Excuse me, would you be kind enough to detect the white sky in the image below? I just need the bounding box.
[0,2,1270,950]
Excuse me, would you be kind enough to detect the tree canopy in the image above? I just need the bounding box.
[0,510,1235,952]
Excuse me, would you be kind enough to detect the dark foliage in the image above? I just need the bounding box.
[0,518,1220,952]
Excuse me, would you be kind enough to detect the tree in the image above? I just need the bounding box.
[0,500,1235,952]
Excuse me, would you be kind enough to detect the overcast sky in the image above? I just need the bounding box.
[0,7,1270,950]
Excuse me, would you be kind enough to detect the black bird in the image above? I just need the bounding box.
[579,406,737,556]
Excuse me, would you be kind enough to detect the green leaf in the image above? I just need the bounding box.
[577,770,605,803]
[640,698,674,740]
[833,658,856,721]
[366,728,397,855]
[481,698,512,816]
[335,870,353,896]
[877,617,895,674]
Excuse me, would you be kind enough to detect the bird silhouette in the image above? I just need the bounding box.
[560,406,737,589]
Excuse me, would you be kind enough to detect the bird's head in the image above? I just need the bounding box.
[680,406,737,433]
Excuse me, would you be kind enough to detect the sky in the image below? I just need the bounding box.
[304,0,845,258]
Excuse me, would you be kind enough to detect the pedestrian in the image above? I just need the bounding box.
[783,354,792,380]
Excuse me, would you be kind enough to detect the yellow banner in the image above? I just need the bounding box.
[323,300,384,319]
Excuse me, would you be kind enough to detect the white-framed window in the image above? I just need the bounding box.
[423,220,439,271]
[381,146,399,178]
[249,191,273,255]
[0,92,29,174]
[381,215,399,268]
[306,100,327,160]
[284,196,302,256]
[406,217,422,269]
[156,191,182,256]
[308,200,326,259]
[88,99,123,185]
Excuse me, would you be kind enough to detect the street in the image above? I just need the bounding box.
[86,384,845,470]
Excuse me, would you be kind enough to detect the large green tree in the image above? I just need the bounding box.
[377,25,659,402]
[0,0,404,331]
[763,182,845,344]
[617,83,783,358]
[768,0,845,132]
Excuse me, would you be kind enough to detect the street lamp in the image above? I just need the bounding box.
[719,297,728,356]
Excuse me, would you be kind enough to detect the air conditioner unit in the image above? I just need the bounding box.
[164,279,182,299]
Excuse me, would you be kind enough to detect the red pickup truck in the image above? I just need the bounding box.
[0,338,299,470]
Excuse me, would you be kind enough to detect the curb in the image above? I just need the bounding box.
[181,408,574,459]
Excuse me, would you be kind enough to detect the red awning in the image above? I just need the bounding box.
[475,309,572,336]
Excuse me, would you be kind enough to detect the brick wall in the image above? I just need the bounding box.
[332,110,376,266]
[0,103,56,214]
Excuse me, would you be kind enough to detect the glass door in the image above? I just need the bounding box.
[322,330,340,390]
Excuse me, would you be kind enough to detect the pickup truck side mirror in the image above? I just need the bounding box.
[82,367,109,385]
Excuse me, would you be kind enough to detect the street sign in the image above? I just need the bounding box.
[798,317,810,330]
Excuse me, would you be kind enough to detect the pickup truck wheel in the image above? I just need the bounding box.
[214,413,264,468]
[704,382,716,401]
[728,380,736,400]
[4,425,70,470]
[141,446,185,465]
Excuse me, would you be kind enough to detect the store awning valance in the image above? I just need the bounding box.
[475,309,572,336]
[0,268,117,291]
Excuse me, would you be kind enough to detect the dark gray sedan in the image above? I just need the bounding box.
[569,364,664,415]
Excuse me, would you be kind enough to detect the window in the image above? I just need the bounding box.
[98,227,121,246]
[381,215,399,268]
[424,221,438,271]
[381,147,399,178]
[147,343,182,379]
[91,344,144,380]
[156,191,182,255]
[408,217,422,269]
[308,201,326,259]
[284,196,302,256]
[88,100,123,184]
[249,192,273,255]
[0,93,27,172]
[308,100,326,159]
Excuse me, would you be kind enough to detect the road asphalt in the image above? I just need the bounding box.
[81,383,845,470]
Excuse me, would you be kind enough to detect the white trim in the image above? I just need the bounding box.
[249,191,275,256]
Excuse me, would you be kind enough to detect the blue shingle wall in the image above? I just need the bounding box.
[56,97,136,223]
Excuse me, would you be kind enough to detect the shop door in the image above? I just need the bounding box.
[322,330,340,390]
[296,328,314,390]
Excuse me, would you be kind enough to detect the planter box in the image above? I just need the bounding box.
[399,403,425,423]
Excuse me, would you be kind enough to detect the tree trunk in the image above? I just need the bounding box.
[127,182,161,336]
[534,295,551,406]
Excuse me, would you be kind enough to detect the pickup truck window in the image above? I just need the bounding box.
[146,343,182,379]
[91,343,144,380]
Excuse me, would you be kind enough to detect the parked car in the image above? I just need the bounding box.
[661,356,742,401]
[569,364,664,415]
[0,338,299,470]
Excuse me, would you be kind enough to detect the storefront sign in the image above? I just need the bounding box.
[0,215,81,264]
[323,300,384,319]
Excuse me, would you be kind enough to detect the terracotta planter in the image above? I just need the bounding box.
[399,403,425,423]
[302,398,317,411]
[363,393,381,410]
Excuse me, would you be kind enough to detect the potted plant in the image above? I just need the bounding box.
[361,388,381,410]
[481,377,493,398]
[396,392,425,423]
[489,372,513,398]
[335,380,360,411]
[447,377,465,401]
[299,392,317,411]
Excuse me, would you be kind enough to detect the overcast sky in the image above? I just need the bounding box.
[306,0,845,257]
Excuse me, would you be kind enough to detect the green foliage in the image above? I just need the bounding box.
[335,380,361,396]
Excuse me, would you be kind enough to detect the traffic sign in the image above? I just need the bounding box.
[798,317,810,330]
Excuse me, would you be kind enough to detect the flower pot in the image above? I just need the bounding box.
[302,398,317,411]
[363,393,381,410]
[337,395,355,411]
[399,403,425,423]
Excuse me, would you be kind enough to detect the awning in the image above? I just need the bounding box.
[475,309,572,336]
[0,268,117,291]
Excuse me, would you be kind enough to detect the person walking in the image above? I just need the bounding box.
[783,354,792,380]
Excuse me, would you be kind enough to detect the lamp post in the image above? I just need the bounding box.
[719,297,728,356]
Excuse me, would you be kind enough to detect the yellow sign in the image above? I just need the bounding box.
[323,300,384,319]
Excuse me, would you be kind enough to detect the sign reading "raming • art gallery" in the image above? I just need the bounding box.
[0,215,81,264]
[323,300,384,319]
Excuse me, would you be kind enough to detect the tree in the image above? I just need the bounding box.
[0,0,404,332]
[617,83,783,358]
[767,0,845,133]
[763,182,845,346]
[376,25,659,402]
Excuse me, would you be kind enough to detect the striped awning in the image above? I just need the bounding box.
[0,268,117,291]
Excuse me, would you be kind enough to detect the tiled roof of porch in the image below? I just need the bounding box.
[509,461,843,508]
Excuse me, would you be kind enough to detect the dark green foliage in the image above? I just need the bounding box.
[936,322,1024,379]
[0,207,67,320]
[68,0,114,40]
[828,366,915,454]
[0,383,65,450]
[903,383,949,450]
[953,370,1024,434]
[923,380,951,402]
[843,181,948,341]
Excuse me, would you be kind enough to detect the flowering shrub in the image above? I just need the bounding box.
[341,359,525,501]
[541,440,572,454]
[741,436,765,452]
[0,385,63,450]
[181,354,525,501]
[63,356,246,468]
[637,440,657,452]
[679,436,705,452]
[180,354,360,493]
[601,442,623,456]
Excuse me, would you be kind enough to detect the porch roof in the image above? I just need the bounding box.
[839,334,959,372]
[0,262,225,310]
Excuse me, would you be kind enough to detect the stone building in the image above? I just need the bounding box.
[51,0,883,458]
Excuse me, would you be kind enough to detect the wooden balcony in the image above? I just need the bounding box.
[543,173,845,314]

══════════════════════════════

| SET TASK |
List every line in the entries above that contains the word "door", copying each line in full. Treat case as significant.

| ANSWER FOR THE TASK |
Excuse me, would you be kind enough to detect the glass door in the image above? I just need the bounding box.
Excuse me, would you be kind enough to detect the shop door in the image above? I just need the bounding box.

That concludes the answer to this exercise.